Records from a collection

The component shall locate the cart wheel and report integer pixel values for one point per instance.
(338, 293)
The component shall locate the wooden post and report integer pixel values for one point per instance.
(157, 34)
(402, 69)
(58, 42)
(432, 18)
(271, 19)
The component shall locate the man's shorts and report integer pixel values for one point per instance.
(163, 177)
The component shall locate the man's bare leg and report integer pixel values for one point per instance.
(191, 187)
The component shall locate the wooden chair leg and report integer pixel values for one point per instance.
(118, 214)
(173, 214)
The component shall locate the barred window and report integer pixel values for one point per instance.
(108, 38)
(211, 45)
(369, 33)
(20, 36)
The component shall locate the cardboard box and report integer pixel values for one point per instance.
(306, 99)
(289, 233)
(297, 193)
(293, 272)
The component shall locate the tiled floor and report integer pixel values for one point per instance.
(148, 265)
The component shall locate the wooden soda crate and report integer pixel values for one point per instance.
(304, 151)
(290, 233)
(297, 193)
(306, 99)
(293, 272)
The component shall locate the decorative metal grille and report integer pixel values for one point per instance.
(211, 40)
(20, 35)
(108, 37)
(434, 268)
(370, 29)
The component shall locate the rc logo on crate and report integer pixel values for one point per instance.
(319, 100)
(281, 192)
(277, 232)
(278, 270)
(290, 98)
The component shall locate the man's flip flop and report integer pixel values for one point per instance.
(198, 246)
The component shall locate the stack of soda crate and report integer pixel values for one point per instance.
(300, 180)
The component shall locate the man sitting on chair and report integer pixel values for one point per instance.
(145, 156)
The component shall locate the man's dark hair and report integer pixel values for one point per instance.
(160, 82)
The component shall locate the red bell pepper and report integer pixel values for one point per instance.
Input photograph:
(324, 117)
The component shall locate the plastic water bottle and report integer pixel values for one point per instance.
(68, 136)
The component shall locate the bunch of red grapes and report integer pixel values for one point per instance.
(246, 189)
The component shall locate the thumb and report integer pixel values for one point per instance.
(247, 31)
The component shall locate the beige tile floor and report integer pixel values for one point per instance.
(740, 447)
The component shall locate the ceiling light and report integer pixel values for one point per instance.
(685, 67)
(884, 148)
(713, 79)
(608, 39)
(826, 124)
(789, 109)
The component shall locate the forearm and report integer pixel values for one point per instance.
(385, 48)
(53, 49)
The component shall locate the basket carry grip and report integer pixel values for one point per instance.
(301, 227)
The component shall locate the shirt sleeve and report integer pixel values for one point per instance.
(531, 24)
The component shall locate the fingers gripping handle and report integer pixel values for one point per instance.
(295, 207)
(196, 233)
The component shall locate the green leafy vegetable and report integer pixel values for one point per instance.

• Aim of the exercise:
Give back each line above exactly as written.

• Exercise result:
The component shall locate the cart wheel and report integer pixel values for one point per instance.
(338, 293)
The component shall locate the wooden post and report integer pixel values for one point per instance.
(157, 34)
(402, 69)
(58, 42)
(432, 18)
(271, 19)
The component shall locate the man's shorts and report integer pixel values for one point per instance.
(163, 177)
The component shall locate the man's bare leg and report integer pixel values for one point per instance.
(191, 187)
The component shall locate the wooden chair leg and report integer pixel values for one point per instance.
(118, 214)
(173, 214)
The component shall locate the barred window and report integer pixel values for one point per instance.
(108, 38)
(211, 45)
(369, 33)
(20, 36)
The component shall locate the cardboard box and report integer pixel values for one point per instance.
(306, 99)
(289, 233)
(297, 193)
(293, 272)
The component shall locate the tiled floor and report integer pixel values for one point per instance.
(148, 265)
The component shall locate the wooden soda crate and report integer pixel values for one point per instance.
(304, 151)
(290, 233)
(297, 193)
(306, 99)
(293, 272)
The component shall locate the decorative metal grille and report integer pixel values for one point per instance.
(211, 40)
(20, 35)
(108, 37)
(434, 268)
(370, 29)
The component shall locate the rc logo on crate and report integer pixel values for one point per instance.
(319, 100)
(281, 192)
(277, 232)
(278, 270)
(290, 98)
The component shall locate the man's flip flop and report integer pixel values for one point per instance.
(198, 246)
The component shall locate the stack of soda crate and report integer pixel values for one point per instance.
(300, 180)
The component shall locate the man sitting on chair and report integer pixel values for one point per instance.
(145, 156)
The component shall locate the man's dark hair and report integer pixel values for one point per instance.
(160, 82)
The component shall locate the red bell pepper and report integer pixel values for one point per instance.
Input photograph:
(324, 117)
The component shall locate the plastic water bottle and report integer pixel values for one point per instance.
(68, 136)
The component shall locate the bunch of red grapes and report integer pixel values for one point per instance.
(246, 189)
The component shall locate the thumb and report integer pixel values for one point per instance.
(247, 31)
The component shall locate the beige tile floor and report integer pixel values for one point per instance.
(740, 447)
The component shall locate the ceiling light and report integer pixel values for one point per instance.
(685, 67)
(884, 148)
(713, 79)
(608, 39)
(826, 124)
(789, 109)
The component shall locate the forearm and report integer pixel values for one point per instance.
(385, 48)
(53, 49)
The component shall locate the basket carry grip and report integer pixel values for one point per instance.
(301, 227)
The component shall locate the shirt sleeve and report integer pixel values for one point per instance.
(531, 24)
The component shall locate the fingers gripping handle and report integer pixel values for one point per instance.
(295, 207)
(196, 233)
The component shall locate the green leafy vegetable and report integer pixel values for one point per instance.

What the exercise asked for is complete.